## EXERCISE BRIEF
Only the records, exactly as written, belong in the answer; pictures do not.

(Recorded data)
▼▼▼
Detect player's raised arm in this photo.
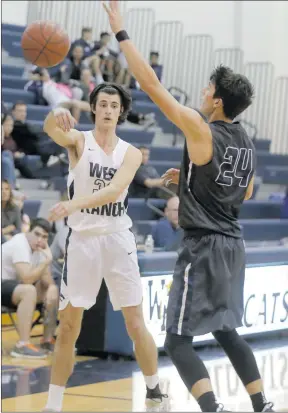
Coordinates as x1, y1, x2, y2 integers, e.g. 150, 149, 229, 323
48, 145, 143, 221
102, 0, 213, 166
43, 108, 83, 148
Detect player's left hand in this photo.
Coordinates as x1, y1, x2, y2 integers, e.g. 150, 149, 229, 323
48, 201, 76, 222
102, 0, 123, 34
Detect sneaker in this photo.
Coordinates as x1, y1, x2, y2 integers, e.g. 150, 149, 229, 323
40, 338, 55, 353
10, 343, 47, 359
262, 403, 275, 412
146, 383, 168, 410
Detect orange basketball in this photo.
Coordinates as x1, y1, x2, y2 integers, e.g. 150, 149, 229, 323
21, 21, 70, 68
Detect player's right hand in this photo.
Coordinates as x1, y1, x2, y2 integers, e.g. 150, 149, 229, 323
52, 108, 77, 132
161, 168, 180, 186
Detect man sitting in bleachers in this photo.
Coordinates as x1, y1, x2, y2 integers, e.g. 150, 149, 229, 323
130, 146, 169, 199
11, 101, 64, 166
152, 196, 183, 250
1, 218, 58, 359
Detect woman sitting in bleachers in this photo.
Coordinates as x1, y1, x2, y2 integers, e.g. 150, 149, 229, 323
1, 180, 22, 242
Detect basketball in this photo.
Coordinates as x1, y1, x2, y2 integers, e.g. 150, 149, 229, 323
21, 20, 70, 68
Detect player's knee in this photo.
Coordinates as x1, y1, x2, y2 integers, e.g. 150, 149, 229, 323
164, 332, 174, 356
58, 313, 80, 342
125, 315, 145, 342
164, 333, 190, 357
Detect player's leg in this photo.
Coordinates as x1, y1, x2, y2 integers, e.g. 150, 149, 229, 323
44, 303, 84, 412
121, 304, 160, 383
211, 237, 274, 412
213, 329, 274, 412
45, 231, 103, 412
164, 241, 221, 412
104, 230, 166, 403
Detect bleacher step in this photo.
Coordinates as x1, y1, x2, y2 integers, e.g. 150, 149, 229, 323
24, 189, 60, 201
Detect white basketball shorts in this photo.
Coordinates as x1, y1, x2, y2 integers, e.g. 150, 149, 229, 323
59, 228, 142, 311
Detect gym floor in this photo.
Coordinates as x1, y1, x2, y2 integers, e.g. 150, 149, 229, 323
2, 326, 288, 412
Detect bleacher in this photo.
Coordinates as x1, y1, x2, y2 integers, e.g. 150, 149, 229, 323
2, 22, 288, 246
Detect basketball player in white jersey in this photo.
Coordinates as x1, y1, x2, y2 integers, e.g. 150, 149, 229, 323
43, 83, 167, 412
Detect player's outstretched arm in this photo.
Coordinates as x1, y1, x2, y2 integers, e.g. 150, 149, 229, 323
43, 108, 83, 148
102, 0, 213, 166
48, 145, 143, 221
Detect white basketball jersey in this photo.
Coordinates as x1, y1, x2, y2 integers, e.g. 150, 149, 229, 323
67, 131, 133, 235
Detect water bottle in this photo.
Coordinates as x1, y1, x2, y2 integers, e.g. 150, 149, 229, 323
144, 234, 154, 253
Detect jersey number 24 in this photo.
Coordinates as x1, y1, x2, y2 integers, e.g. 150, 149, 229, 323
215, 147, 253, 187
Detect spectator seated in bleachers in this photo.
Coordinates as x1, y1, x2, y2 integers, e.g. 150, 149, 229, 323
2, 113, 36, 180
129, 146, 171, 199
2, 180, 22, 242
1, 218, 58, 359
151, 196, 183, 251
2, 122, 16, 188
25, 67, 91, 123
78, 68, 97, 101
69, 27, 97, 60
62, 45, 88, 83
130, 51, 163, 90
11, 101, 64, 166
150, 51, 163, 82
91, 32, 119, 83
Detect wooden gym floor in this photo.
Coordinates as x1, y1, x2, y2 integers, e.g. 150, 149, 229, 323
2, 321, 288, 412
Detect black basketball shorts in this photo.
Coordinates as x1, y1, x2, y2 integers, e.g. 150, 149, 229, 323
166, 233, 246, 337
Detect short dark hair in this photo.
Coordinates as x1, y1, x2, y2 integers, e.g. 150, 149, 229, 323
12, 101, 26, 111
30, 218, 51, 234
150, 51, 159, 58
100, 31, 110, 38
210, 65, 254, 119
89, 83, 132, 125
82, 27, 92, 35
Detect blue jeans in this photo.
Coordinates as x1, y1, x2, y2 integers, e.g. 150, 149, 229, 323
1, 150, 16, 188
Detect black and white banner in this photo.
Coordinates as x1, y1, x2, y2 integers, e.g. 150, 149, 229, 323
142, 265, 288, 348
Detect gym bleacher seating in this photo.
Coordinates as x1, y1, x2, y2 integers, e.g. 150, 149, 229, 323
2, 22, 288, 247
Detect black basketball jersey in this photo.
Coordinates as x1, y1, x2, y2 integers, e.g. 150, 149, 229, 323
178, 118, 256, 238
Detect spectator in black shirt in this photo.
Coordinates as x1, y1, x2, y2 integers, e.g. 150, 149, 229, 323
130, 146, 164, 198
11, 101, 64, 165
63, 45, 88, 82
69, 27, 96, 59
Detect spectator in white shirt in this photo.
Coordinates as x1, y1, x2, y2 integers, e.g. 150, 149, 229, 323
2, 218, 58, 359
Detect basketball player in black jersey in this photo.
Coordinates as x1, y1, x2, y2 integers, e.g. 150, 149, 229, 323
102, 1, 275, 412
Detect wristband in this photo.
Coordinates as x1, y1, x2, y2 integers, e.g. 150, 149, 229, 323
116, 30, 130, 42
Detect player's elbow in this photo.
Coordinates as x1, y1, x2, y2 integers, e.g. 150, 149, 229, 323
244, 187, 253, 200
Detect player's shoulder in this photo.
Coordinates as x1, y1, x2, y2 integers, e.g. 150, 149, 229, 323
▲▲▲
## WRITTEN REPLY
Detect player's raised arm in this photo.
Coordinates as x1, y1, x2, y2 integers, e.g. 150, 149, 229, 323
48, 145, 143, 221
102, 0, 213, 166
43, 108, 83, 148
Detect player's left hand in this photo.
Coordinates as x1, y1, x2, y2 integers, e.g. 150, 149, 229, 323
48, 201, 76, 222
102, 0, 123, 34
Detect sneaker in this photo.
Coordinates as x1, y1, x2, y2 integers, e.g. 150, 149, 229, 323
40, 338, 55, 353
10, 343, 47, 359
262, 403, 275, 412
146, 383, 168, 410
Detect orange basketball in this photo.
Coordinates as x1, y1, x2, y2 integers, e.g. 150, 149, 229, 323
21, 21, 70, 68
Detect player's right hand in this photo.
Coordinates as x1, y1, x2, y2 integers, e.g. 150, 149, 229, 323
52, 108, 77, 132
161, 168, 180, 186
Detect man sitting in bleachers in this photo.
Coordinates as x1, y1, x2, y2 integers, e.g. 150, 149, 229, 323
130, 146, 169, 199
11, 101, 64, 166
152, 196, 183, 250
1, 218, 58, 359
Detect woman sitting in bleachers in this photo.
Coordinates as x1, y1, x2, y2 integers, e.g. 150, 149, 229, 323
1, 180, 22, 242
Detect basketball in this photo.
Coordinates as x1, y1, x2, y2 integers, e.g. 150, 149, 229, 323
21, 20, 70, 68
Detect player's knee in this photo.
Coordinates as x1, y1, x2, y2 integers, e.g. 150, 149, 229, 323
164, 332, 174, 356
58, 313, 80, 342
125, 315, 145, 342
164, 333, 190, 357
Detect player's leg in this photo.
Coordinates as x1, y1, x2, y2 integers, e.g. 150, 149, 229, 323
44, 303, 84, 412
121, 304, 160, 383
211, 237, 274, 412
213, 329, 274, 412
45, 231, 103, 412
164, 241, 221, 412
104, 230, 166, 403
Detect bleacher step in this photo.
Coordinates as x1, y1, x2, y2 integers, e.g. 150, 149, 229, 323
24, 189, 60, 201
Detect white basketball shorts in this photo.
Coordinates as x1, y1, x2, y2 integers, e.g. 150, 149, 229, 323
59, 228, 142, 311
Detect gym floor in this photo.
Coordinates as x1, y1, x2, y2 integers, e.g. 150, 149, 229, 323
2, 326, 288, 412
Detect bleacher in this photo.
Coordinates as x1, y1, x2, y2 integers, e.g. 150, 149, 229, 323
2, 22, 288, 246
Detect basketball player in white jersey in this photo.
Coordinates as x1, y1, x2, y2 integers, e.g. 150, 149, 229, 323
43, 83, 167, 412
Detect player's outstretched arm in this photo.
Coordinates as x1, y1, x2, y2 integers, e.g. 150, 149, 229, 323
43, 108, 83, 148
102, 0, 213, 166
48, 145, 143, 221
Detect white basketball jersey in this photo.
Coordinates as x1, y1, x2, y2 integers, e.g. 150, 149, 229, 323
67, 131, 133, 235
Detect water bottle in this photo.
Coordinates as x1, y1, x2, y2 integers, e.g. 150, 149, 229, 323
144, 234, 154, 253
Detect jersey number 24 in this photo.
Coordinates as x1, y1, x2, y2 integers, e.g. 150, 149, 229, 323
215, 147, 253, 187
Detect spectator seated in bleachers in this photo.
Coordinates as x1, y1, x2, y2 integers, e.g. 150, 149, 229, 323
2, 113, 36, 180
129, 146, 171, 199
2, 180, 22, 242
1, 218, 58, 359
151, 196, 183, 251
2, 122, 16, 188
25, 67, 91, 123
78, 68, 97, 101
69, 27, 97, 60
62, 45, 88, 83
130, 51, 163, 90
11, 101, 64, 166
150, 51, 163, 82
91, 32, 119, 83
Detect wooden gym floor in this photo.
Coordinates as x1, y1, x2, y2 integers, e.g. 150, 149, 229, 323
2, 321, 288, 412
Detect black basketball shorts in this photo.
Coordinates as x1, y1, x2, y2 integers, e.g. 150, 149, 229, 323
166, 233, 246, 337
Detect short dark hair in this photo.
Coordinates as x1, y1, x2, y2 integers, e.g. 150, 149, 229, 323
12, 101, 26, 111
30, 218, 51, 234
150, 51, 159, 58
100, 31, 110, 38
210, 65, 254, 119
89, 83, 132, 125
82, 27, 92, 35
Detect blue jeans in this photo.
Coordinates as x1, y1, x2, y2 integers, e.g. 150, 149, 229, 323
1, 150, 16, 188
Detect black and white banner in this photo.
Coordinates as x1, y1, x2, y2 integers, e.g. 150, 149, 229, 323
142, 265, 288, 348
Detect gym bleacher seating in this photo.
Coordinates as x1, y1, x2, y2 integers, e.g. 150, 149, 229, 323
2, 22, 288, 247
Detect black basketball jersey in this photo.
Coordinates as x1, y1, x2, y2 integers, e.g. 150, 149, 229, 323
178, 118, 256, 238
Detect spectator in black shirt in this photo.
Coordinates as x1, y1, x2, y2 integers, e.g. 150, 149, 229, 323
130, 146, 164, 198
11, 101, 64, 165
63, 45, 88, 82
69, 27, 96, 59
Detect spectator in white shirt in this photo.
Coordinates as x1, y1, x2, y2 integers, e.g. 150, 149, 229, 323
2, 218, 58, 359
Detect basketball player in black jersey in this photo.
Coordinates as x1, y1, x2, y2 integers, e.g. 150, 149, 229, 323
102, 1, 275, 412
Detect wristband in this photo.
Coordinates as x1, y1, x2, y2 integers, e.g. 150, 149, 229, 323
116, 30, 130, 42
Detect player's elbow in this photo.
Coordinates as x1, y1, x2, y2 integers, e.g. 150, 149, 229, 323
244, 187, 253, 200
Detect player's shoulder in this photo.
Coordinates as x1, y1, x2, y2 integers, e.g. 150, 149, 229, 323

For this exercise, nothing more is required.